Your objective
Copy all of the items below with every "indicate" changed to "locate" and nothing else altered. Leave the pictures out.

Records supplied

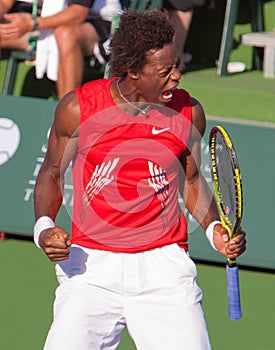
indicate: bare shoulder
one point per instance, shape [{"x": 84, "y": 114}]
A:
[{"x": 67, "y": 115}]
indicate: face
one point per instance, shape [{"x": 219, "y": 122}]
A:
[{"x": 160, "y": 76}]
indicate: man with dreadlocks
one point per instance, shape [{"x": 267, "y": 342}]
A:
[{"x": 134, "y": 141}]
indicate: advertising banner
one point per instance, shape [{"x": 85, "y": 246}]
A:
[{"x": 24, "y": 128}]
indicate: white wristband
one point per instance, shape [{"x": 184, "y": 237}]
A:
[
  {"x": 41, "y": 224},
  {"x": 210, "y": 233}
]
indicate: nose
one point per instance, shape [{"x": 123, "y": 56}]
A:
[{"x": 176, "y": 73}]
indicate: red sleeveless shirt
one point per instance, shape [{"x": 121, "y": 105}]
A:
[{"x": 126, "y": 173}]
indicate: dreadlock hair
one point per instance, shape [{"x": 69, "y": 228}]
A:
[{"x": 138, "y": 33}]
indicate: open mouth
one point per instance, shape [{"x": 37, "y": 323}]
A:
[{"x": 167, "y": 94}]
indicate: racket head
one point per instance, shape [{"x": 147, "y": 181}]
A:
[{"x": 226, "y": 177}]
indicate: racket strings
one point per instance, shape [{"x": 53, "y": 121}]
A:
[{"x": 226, "y": 180}]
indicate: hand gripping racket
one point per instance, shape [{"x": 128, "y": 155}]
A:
[{"x": 227, "y": 188}]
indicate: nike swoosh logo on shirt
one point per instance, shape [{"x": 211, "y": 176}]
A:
[{"x": 158, "y": 131}]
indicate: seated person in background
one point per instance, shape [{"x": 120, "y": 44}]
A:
[
  {"x": 13, "y": 6},
  {"x": 181, "y": 13},
  {"x": 77, "y": 28}
]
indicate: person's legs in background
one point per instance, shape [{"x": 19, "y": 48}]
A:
[
  {"x": 74, "y": 43},
  {"x": 182, "y": 21}
]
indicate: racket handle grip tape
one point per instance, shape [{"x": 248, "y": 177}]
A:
[{"x": 233, "y": 292}]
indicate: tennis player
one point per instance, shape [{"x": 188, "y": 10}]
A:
[{"x": 135, "y": 141}]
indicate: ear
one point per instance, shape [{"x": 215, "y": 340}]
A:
[{"x": 133, "y": 75}]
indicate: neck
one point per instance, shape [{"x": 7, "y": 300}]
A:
[{"x": 133, "y": 104}]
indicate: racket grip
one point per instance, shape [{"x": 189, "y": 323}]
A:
[{"x": 233, "y": 292}]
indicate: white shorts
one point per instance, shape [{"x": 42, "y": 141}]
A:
[{"x": 154, "y": 293}]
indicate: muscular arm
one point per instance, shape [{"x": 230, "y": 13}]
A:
[
  {"x": 49, "y": 185},
  {"x": 197, "y": 195}
]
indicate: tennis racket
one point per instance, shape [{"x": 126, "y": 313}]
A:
[{"x": 227, "y": 188}]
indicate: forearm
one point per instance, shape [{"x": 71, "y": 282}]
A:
[
  {"x": 200, "y": 202},
  {"x": 47, "y": 194}
]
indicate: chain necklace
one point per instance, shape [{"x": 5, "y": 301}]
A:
[{"x": 142, "y": 111}]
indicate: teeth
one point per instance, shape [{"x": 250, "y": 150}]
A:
[{"x": 167, "y": 95}]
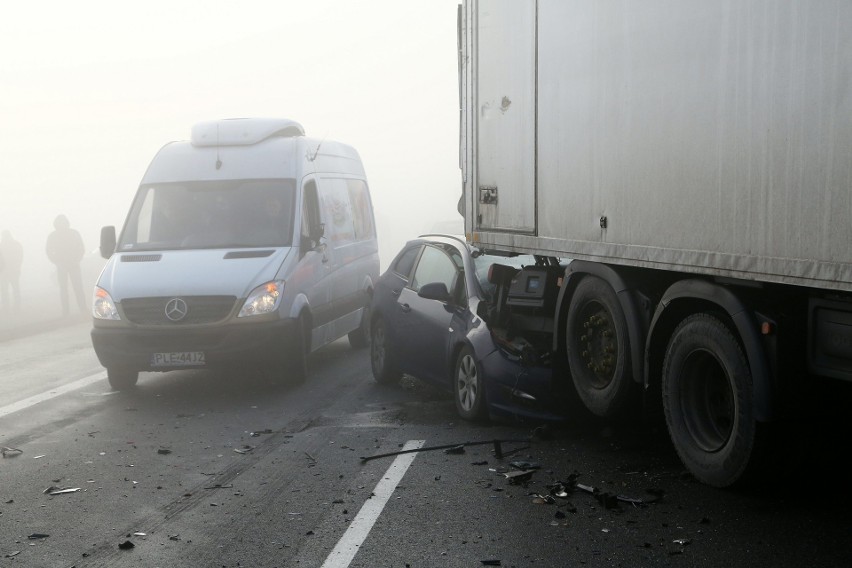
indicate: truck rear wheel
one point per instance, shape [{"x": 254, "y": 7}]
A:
[
  {"x": 598, "y": 349},
  {"x": 707, "y": 400}
]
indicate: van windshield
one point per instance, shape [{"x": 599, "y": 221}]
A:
[{"x": 211, "y": 214}]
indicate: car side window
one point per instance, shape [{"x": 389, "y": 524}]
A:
[
  {"x": 434, "y": 266},
  {"x": 405, "y": 261}
]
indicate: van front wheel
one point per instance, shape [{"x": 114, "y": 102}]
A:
[
  {"x": 290, "y": 365},
  {"x": 360, "y": 338}
]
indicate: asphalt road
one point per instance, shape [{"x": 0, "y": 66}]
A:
[{"x": 225, "y": 469}]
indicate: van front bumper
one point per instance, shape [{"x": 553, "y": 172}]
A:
[{"x": 136, "y": 348}]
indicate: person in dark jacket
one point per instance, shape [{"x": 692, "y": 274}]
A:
[{"x": 65, "y": 250}]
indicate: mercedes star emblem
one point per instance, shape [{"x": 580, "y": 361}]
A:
[{"x": 176, "y": 309}]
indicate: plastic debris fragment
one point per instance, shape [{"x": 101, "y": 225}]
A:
[
  {"x": 10, "y": 452},
  {"x": 519, "y": 476},
  {"x": 53, "y": 490}
]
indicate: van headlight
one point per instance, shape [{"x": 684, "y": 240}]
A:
[
  {"x": 263, "y": 300},
  {"x": 102, "y": 305}
]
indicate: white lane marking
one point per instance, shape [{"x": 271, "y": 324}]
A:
[
  {"x": 360, "y": 526},
  {"x": 52, "y": 393}
]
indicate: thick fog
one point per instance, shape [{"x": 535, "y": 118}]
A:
[{"x": 91, "y": 91}]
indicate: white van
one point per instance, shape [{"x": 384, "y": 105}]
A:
[{"x": 249, "y": 244}]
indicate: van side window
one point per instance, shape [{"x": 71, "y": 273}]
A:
[
  {"x": 311, "y": 221},
  {"x": 337, "y": 211},
  {"x": 362, "y": 213}
]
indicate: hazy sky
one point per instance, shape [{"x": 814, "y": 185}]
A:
[{"x": 92, "y": 89}]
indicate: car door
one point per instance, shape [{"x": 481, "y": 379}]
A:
[{"x": 424, "y": 324}]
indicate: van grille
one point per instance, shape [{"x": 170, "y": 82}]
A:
[{"x": 200, "y": 310}]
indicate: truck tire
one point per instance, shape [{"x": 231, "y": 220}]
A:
[
  {"x": 598, "y": 349},
  {"x": 385, "y": 370},
  {"x": 468, "y": 386},
  {"x": 707, "y": 400},
  {"x": 122, "y": 379}
]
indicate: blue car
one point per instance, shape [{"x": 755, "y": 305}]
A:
[{"x": 450, "y": 314}]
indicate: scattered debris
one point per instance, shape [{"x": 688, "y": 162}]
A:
[
  {"x": 540, "y": 499},
  {"x": 53, "y": 490},
  {"x": 519, "y": 476},
  {"x": 608, "y": 500},
  {"x": 10, "y": 452},
  {"x": 498, "y": 448}
]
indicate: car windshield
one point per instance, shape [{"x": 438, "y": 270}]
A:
[
  {"x": 211, "y": 214},
  {"x": 484, "y": 261}
]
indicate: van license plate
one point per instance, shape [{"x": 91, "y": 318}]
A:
[{"x": 177, "y": 359}]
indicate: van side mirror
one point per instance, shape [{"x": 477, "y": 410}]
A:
[
  {"x": 317, "y": 232},
  {"x": 435, "y": 291},
  {"x": 107, "y": 241}
]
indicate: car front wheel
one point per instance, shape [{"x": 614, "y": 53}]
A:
[
  {"x": 468, "y": 386},
  {"x": 385, "y": 370}
]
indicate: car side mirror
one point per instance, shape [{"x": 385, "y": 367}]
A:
[
  {"x": 435, "y": 291},
  {"x": 107, "y": 241}
]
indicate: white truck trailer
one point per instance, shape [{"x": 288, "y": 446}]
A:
[{"x": 693, "y": 159}]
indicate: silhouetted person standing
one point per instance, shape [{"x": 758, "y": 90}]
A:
[
  {"x": 10, "y": 276},
  {"x": 65, "y": 250}
]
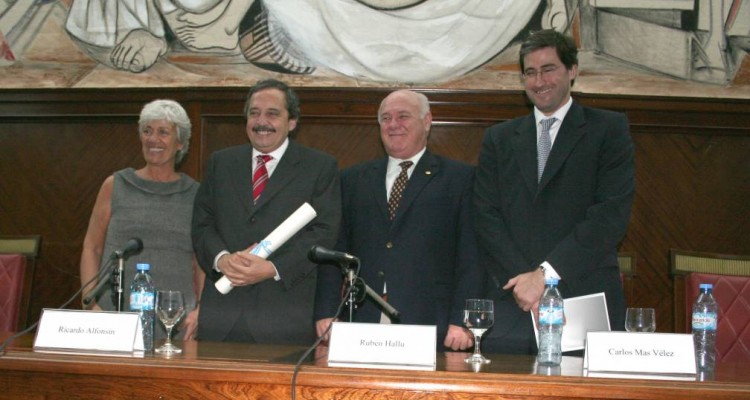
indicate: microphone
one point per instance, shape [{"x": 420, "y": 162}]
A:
[
  {"x": 321, "y": 255},
  {"x": 104, "y": 280},
  {"x": 133, "y": 247}
]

Task response
locate: bare shoulder
one point per instance, shape [{"x": 84, "y": 114}]
A:
[{"x": 67, "y": 115}]
locate: face
one point per instance, shape [{"x": 219, "y": 122}]
A:
[{"x": 160, "y": 76}]
locate: man with dreadlocks
one point per instance, shape [{"x": 267, "y": 342}]
A:
[{"x": 134, "y": 141}]
locate: advertising banner
one point per instance, shape [{"x": 85, "y": 246}]
A:
[{"x": 24, "y": 128}]
locate: white wristband
one point per instance, shape [{"x": 184, "y": 237}]
A:
[
  {"x": 41, "y": 224},
  {"x": 210, "y": 233}
]
locate: nose
one point per instance, shape [{"x": 123, "y": 56}]
A:
[{"x": 176, "y": 73}]
locate: red sleeveless shirt
one point per instance, shape [{"x": 121, "y": 105}]
A:
[{"x": 126, "y": 173}]
locate: dreadlock hair
one point per instance, shape [{"x": 69, "y": 228}]
A:
[{"x": 138, "y": 33}]
locate: open mouth
one point per instance, shape [{"x": 37, "y": 323}]
A:
[{"x": 167, "y": 94}]
locate: racket head
one point per instance, shape [{"x": 147, "y": 181}]
A:
[{"x": 226, "y": 177}]
locate: racket strings
one point per instance, shape [{"x": 53, "y": 121}]
A:
[{"x": 226, "y": 180}]
locate: hand gripping racket
one point per instance, shape [{"x": 128, "y": 155}]
A:
[{"x": 227, "y": 188}]
locate: nike swoosh logo on shirt
one point per instance, shape [{"x": 211, "y": 176}]
A:
[{"x": 158, "y": 131}]
locate: seated person in background
one point per instance, shape [{"x": 120, "y": 44}]
A:
[
  {"x": 13, "y": 6},
  {"x": 181, "y": 13},
  {"x": 77, "y": 28}
]
locate: person's legs in background
one point per instance, shape [{"x": 19, "y": 48}]
A:
[
  {"x": 74, "y": 43},
  {"x": 182, "y": 21}
]
locate: racket handle grip tape
one point per instance, shape [{"x": 248, "y": 177}]
A:
[{"x": 233, "y": 292}]
locate: tennis player
one point per instance, shape [{"x": 188, "y": 10}]
A:
[{"x": 135, "y": 141}]
locate: ear
one point per instance, shape [{"x": 215, "y": 340}]
A:
[{"x": 133, "y": 75}]
locate: neck
one point per instance, shape [{"x": 7, "y": 300}]
A:
[{"x": 133, "y": 104}]
locate: racket grip
one point per instance, shape [{"x": 189, "y": 323}]
A:
[{"x": 233, "y": 292}]
locate: white shorts
one point per instance, shape [{"x": 42, "y": 141}]
A:
[{"x": 154, "y": 293}]
locate: muscular arm
one point per instance, shape [{"x": 230, "y": 13}]
A:
[
  {"x": 49, "y": 185},
  {"x": 197, "y": 195}
]
locate: tennis racket
one point per instance, shape [{"x": 126, "y": 313}]
A:
[{"x": 227, "y": 188}]
locate: forearm
one point per instance, shape [{"x": 71, "y": 282}]
A:
[
  {"x": 200, "y": 202},
  {"x": 47, "y": 194}
]
locate: chain necklace
one point per instance, shape [{"x": 5, "y": 301}]
A:
[{"x": 142, "y": 111}]
locate: teeth
one point per instance, shape [{"x": 250, "y": 150}]
A:
[{"x": 167, "y": 95}]
locate: truck rear wheel
one point per instance, shape [{"x": 254, "y": 7}]
A:
[
  {"x": 598, "y": 349},
  {"x": 707, "y": 400}
]
locate: van windshield
one point per instance, shape [{"x": 599, "y": 221}]
A:
[{"x": 211, "y": 214}]
locate: car side window
one point per instance, shape [{"x": 389, "y": 524}]
A:
[
  {"x": 434, "y": 266},
  {"x": 405, "y": 261}
]
locate: van front wheel
one point per instance, shape [{"x": 114, "y": 102}]
A:
[
  {"x": 290, "y": 365},
  {"x": 360, "y": 338}
]
locate: asphalt road
one point per instance, shape [{"x": 0, "y": 66}]
A:
[{"x": 225, "y": 469}]
locate: van front bumper
one point per instance, shape [{"x": 553, "y": 172}]
A:
[{"x": 136, "y": 348}]
locate: person in dark jacket
one point per instance, shape [{"x": 692, "y": 274}]
A:
[{"x": 65, "y": 250}]
locate: mercedes star emblem
one point per instance, shape [{"x": 580, "y": 361}]
A:
[{"x": 176, "y": 309}]
locate: plastic debris fragment
one point per instance, shape [{"x": 101, "y": 225}]
A:
[
  {"x": 10, "y": 452},
  {"x": 519, "y": 476},
  {"x": 53, "y": 490}
]
locate: van headlight
one point per instance, shape [{"x": 684, "y": 240}]
A:
[
  {"x": 263, "y": 300},
  {"x": 102, "y": 305}
]
locate: white lane marking
one point per instance, shape [{"x": 271, "y": 324}]
A:
[
  {"x": 360, "y": 526},
  {"x": 52, "y": 393}
]
locate: thick fog
one point per instance, shape [{"x": 535, "y": 118}]
A:
[{"x": 91, "y": 91}]
locate: white van
one point per instance, shape [{"x": 384, "y": 105}]
A:
[{"x": 249, "y": 244}]
locate: van side window
one point per instance, shape [{"x": 71, "y": 273}]
A:
[
  {"x": 311, "y": 221},
  {"x": 337, "y": 211},
  {"x": 362, "y": 213}
]
locate: hazy sky
one point per instance, shape [{"x": 814, "y": 185}]
A:
[{"x": 92, "y": 89}]
locate: car door
one point per instance, shape [{"x": 481, "y": 379}]
A:
[{"x": 424, "y": 324}]
locate: van grille
one point per instance, shape [{"x": 170, "y": 82}]
A:
[{"x": 200, "y": 310}]
locate: truck tire
one point per instance, shape [{"x": 231, "y": 220}]
A:
[
  {"x": 598, "y": 349},
  {"x": 385, "y": 370},
  {"x": 468, "y": 386},
  {"x": 707, "y": 400},
  {"x": 122, "y": 379}
]
locate: blue car
one point per instance, shape [{"x": 755, "y": 305}]
A:
[{"x": 450, "y": 314}]
locate: scattered debris
one point per instance, shape [{"x": 688, "y": 162}]
A:
[
  {"x": 540, "y": 499},
  {"x": 53, "y": 490},
  {"x": 519, "y": 476},
  {"x": 608, "y": 500},
  {"x": 10, "y": 452},
  {"x": 498, "y": 448}
]
locate: car windshield
one point per instance, shape [{"x": 438, "y": 270}]
A:
[
  {"x": 211, "y": 214},
  {"x": 484, "y": 261}
]
locate: van license plate
one point per instance, shape [{"x": 91, "y": 318}]
A:
[{"x": 177, "y": 359}]
locate: van side mirror
one point per instance, shape [{"x": 477, "y": 410}]
A:
[
  {"x": 317, "y": 232},
  {"x": 435, "y": 291},
  {"x": 107, "y": 241}
]
locate: car front wheel
one point per instance, shape [{"x": 614, "y": 53}]
A:
[
  {"x": 468, "y": 386},
  {"x": 385, "y": 370}
]
locate: car side mirror
one point per instance, shape [{"x": 385, "y": 367}]
A:
[
  {"x": 435, "y": 291},
  {"x": 107, "y": 241}
]
locate: white truck trailer
one point per instance, shape [{"x": 288, "y": 446}]
A:
[{"x": 693, "y": 159}]
locate: silhouetted person standing
one point per instance, shape [{"x": 758, "y": 90}]
A:
[
  {"x": 10, "y": 276},
  {"x": 65, "y": 250}
]
locate: microphone
one point per instance, shape [{"x": 420, "y": 162}]
A:
[
  {"x": 321, "y": 255},
  {"x": 104, "y": 280},
  {"x": 133, "y": 247}
]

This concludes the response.